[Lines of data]

####

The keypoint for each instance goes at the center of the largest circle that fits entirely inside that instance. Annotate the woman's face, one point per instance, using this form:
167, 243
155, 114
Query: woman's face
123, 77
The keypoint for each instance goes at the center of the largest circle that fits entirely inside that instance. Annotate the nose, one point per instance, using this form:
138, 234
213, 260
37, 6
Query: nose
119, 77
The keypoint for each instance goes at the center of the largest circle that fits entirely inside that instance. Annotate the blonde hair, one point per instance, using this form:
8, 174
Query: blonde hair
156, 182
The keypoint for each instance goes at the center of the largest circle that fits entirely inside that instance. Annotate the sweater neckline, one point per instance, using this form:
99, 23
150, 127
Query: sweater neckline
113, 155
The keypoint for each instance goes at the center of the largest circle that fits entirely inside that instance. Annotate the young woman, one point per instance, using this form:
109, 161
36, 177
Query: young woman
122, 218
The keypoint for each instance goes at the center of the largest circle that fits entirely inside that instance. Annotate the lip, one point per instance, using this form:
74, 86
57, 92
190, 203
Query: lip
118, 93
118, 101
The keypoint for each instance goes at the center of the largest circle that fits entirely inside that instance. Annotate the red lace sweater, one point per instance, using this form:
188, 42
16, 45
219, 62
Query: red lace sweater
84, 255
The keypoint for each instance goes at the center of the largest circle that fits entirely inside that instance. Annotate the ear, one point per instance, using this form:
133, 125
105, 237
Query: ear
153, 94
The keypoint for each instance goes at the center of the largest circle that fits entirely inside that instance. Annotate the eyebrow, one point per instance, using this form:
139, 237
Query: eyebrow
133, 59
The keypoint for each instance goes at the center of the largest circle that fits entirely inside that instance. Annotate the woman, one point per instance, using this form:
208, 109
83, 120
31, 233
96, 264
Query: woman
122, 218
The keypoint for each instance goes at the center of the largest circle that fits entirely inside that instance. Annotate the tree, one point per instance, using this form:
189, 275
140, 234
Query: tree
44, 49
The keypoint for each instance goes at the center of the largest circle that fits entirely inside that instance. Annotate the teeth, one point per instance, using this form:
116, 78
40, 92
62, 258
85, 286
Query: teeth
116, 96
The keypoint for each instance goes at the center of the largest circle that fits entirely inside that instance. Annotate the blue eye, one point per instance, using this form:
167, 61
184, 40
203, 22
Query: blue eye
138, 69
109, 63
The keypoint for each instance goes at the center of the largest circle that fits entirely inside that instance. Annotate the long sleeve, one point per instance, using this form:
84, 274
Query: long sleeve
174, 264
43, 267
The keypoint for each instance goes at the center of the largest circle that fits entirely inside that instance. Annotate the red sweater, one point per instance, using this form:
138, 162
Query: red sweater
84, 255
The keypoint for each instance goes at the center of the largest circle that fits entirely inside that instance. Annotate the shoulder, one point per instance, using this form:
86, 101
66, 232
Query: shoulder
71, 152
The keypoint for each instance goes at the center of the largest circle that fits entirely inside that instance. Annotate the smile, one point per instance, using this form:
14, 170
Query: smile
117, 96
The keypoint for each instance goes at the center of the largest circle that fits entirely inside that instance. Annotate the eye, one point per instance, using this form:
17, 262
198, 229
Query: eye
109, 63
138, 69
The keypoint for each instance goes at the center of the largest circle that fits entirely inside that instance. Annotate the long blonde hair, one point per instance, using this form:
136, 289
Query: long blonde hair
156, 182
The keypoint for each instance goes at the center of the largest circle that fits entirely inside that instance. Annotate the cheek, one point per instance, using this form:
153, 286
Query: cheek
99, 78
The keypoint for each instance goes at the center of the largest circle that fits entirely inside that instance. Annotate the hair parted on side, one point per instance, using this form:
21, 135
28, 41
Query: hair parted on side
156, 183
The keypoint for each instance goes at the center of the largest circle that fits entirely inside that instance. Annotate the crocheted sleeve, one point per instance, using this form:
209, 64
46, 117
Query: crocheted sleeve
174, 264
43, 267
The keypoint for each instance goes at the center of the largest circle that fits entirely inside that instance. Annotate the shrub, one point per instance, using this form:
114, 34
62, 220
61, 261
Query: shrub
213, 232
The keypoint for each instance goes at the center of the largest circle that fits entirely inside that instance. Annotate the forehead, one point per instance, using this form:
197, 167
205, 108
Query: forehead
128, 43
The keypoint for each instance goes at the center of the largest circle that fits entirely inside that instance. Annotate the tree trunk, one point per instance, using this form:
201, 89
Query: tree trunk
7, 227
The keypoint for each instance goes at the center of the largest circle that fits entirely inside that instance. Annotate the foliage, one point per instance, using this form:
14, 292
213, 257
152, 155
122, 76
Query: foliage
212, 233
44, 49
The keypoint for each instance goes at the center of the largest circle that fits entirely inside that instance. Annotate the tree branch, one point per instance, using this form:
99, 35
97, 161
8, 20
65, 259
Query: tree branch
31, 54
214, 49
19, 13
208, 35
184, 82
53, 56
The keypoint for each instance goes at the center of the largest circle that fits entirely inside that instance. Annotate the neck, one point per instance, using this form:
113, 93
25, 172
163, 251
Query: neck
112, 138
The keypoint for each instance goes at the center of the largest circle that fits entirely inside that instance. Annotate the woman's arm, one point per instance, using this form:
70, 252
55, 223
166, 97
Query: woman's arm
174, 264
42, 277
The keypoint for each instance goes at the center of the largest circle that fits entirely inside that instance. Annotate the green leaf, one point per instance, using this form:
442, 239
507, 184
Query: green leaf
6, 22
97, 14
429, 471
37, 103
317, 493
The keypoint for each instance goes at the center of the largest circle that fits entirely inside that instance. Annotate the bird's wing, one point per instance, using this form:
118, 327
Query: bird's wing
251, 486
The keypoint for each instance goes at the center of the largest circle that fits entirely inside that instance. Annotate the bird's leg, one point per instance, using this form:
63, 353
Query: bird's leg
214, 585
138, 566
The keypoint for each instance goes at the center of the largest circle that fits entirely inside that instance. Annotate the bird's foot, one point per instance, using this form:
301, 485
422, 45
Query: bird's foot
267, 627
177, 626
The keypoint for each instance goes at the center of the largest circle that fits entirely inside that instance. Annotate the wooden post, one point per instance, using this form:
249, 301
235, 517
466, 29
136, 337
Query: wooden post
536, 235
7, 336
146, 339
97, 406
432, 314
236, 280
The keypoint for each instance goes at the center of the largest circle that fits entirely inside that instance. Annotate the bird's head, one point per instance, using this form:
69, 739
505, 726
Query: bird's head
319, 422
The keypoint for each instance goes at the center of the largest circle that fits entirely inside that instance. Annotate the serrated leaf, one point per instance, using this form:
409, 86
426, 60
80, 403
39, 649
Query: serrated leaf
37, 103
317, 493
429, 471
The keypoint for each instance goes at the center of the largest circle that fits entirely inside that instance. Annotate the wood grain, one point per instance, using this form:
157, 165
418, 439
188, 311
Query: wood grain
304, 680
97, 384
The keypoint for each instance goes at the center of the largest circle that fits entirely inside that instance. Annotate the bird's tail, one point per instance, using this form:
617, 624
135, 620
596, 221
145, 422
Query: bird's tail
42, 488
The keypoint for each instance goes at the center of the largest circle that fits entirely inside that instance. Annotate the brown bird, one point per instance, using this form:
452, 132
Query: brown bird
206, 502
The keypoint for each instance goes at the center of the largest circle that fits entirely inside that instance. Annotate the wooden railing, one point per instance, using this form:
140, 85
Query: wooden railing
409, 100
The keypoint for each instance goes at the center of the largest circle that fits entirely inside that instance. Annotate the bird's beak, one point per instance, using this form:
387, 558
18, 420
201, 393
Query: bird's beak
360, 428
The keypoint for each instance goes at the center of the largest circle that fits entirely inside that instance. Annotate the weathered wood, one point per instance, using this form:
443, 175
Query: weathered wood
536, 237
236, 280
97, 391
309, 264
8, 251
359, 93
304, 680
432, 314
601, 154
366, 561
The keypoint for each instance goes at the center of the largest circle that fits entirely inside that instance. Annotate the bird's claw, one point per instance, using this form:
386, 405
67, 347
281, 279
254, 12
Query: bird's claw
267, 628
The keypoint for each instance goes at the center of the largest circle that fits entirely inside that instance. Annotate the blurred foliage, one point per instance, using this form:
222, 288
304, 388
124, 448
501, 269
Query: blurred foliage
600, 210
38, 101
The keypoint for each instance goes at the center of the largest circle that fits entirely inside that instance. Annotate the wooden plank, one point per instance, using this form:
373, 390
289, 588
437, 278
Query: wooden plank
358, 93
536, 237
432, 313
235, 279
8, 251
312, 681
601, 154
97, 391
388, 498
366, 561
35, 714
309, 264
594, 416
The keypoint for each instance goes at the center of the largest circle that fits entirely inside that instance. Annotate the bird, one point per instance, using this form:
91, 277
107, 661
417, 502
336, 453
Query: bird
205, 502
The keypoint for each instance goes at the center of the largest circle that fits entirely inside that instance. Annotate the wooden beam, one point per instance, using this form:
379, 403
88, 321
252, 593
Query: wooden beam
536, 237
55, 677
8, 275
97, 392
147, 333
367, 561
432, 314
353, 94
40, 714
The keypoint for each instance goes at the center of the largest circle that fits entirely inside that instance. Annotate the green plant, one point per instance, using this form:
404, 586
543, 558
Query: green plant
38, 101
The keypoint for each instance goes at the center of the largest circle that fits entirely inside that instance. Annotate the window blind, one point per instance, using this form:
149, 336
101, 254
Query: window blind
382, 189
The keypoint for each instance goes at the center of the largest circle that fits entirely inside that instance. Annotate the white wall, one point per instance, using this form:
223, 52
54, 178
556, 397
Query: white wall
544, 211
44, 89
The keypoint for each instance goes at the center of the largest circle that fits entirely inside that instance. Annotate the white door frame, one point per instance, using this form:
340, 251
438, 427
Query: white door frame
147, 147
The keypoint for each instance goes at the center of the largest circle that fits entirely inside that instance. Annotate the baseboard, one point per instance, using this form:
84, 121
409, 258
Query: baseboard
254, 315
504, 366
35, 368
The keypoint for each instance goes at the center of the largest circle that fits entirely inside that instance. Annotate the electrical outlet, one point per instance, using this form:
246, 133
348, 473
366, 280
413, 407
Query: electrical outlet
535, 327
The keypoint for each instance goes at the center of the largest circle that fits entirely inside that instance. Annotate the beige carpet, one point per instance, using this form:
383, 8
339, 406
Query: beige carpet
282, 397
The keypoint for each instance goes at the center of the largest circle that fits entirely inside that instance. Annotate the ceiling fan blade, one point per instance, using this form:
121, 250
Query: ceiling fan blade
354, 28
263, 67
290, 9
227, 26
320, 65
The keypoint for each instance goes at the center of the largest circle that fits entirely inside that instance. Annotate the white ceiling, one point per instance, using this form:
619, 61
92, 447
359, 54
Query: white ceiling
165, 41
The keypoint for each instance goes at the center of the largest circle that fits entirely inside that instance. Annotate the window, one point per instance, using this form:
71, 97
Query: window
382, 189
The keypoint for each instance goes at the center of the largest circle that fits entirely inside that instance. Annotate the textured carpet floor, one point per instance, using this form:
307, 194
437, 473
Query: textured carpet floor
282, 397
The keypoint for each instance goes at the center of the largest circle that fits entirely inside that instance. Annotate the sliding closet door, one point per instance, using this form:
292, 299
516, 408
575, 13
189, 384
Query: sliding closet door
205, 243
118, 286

####

● SHORT EXERCISE:
Give again, word for word, every line from the one holding "the window, one" to the end of the data.

● ANSWER FOR THIS EXERCISE:
The keypoint for each instance goes at the center of the largest circle that fits entirely inside that instance. Annotate the window, one point per instance, using this form:
71, 97
Query: window
382, 189
The keypoint for each instance goes at the center of the largest circle that fits entirely inside that instance. Annotate the textured carpet floor, one point per instance, using this form:
307, 194
437, 473
Query: textured carpet floor
282, 397
The keypoint for each instance goes at the center of the largest circle that fits entirely inside that instance. Annotate the sliding closet door, one point per instance, using this form:
292, 299
516, 408
575, 13
189, 384
Query: sliding closet door
205, 243
118, 286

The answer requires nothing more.